[Written problem]: Extract every line in the material below that contains the word "gray".
··· Information provided
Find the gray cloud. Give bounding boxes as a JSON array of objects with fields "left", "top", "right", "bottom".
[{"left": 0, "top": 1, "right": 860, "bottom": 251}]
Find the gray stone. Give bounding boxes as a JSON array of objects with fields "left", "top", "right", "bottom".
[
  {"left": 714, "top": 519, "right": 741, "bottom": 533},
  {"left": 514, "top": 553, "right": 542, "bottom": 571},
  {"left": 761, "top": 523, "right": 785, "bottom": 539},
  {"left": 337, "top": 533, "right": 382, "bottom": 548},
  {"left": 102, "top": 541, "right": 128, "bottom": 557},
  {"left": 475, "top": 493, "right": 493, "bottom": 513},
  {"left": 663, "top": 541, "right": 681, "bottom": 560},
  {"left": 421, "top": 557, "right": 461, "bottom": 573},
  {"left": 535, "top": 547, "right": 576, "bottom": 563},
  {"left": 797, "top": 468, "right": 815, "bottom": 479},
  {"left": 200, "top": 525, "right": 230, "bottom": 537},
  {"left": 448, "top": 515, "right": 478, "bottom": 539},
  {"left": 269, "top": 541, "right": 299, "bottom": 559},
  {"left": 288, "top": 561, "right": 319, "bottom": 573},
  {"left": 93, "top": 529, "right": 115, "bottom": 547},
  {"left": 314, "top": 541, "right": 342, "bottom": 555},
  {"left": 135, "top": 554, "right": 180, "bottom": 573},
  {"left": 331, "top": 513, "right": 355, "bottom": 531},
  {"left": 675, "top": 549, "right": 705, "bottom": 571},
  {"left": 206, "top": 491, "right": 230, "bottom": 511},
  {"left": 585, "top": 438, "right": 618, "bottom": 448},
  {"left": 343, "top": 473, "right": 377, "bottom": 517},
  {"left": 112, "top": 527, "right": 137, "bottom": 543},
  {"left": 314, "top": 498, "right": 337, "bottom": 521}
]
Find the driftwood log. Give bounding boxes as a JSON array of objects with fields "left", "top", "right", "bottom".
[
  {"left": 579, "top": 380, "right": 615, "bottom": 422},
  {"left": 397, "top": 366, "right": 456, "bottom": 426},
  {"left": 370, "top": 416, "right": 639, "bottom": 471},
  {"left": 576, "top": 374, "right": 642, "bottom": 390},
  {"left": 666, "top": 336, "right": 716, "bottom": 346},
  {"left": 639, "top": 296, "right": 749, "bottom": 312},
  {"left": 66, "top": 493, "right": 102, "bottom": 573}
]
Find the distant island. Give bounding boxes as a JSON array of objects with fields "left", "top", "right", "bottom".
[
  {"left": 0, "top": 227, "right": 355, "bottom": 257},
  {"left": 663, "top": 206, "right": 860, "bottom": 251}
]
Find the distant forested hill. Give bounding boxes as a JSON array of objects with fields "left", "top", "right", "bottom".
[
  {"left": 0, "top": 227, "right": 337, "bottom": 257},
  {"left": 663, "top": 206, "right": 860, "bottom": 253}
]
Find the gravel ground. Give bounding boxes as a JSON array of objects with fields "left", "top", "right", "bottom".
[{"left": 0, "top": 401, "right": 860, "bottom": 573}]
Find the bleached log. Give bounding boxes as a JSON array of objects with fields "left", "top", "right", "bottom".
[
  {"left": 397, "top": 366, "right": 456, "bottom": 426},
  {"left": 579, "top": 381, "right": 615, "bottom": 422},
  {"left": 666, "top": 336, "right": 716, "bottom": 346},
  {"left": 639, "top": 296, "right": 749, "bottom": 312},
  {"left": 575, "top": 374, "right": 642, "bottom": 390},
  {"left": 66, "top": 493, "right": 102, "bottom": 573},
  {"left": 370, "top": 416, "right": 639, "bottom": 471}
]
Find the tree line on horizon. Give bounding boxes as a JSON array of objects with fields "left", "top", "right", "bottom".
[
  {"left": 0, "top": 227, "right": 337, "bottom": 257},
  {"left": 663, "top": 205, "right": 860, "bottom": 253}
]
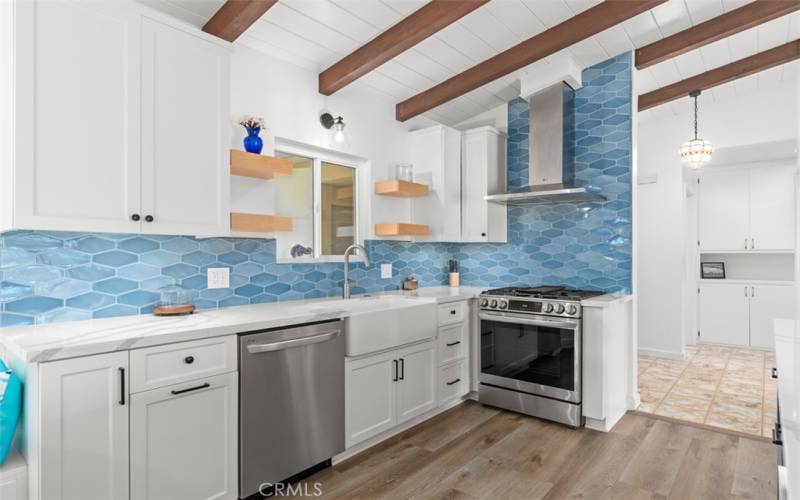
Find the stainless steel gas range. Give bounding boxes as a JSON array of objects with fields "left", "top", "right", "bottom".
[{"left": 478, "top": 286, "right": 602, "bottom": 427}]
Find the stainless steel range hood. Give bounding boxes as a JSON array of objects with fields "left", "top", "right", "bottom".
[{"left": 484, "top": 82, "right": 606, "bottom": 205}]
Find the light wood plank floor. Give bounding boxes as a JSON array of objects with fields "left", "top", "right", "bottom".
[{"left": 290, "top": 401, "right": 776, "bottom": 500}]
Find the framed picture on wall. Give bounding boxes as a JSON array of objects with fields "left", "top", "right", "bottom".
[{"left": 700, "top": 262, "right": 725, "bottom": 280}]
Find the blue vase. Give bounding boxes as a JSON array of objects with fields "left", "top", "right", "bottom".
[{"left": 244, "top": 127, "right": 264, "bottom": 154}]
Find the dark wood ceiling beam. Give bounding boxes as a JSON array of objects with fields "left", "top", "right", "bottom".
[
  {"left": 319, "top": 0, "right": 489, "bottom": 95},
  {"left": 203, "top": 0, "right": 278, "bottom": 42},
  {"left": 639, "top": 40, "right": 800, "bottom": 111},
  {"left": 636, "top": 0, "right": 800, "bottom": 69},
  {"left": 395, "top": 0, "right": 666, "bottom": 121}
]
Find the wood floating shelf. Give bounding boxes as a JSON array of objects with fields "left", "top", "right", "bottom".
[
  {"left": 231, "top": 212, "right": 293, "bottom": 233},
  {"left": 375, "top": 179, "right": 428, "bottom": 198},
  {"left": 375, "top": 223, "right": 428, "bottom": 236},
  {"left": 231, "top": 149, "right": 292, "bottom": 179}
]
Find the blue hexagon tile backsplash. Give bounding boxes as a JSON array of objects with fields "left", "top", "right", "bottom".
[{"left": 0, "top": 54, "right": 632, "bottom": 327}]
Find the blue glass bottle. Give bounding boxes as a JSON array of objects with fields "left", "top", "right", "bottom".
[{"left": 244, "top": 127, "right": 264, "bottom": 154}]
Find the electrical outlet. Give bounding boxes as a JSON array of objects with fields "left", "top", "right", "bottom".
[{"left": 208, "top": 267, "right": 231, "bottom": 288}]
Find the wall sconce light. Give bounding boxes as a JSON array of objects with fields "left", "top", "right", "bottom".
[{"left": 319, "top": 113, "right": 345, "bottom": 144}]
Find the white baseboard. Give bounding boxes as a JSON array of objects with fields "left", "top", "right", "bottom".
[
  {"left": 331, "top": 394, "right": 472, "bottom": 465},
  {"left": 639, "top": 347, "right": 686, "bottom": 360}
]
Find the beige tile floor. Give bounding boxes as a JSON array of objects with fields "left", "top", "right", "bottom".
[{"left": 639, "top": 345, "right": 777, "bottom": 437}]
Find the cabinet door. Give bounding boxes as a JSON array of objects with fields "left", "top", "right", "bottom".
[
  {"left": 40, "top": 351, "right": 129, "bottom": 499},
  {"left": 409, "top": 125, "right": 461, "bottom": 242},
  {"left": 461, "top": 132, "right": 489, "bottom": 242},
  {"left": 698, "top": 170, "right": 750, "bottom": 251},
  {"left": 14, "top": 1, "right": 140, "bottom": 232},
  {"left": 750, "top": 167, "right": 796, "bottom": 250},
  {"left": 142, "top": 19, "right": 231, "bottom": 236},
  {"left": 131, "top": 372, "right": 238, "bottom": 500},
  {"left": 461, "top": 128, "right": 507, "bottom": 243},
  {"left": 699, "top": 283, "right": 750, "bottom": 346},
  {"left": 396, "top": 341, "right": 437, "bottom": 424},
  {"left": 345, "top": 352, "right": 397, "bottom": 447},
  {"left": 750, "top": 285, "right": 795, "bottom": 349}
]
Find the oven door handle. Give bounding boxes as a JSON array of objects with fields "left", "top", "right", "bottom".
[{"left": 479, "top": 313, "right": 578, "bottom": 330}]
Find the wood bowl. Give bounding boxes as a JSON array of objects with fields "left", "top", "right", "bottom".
······
[Output below]:
Find the gray cloud. Give bounding boxes as a JSON array of objects with fields "left", "top", "right", "bottom".
Find the gray stone. Give bounding boxes as a JSON array of objects with fields "left", "top", "right", "bottom".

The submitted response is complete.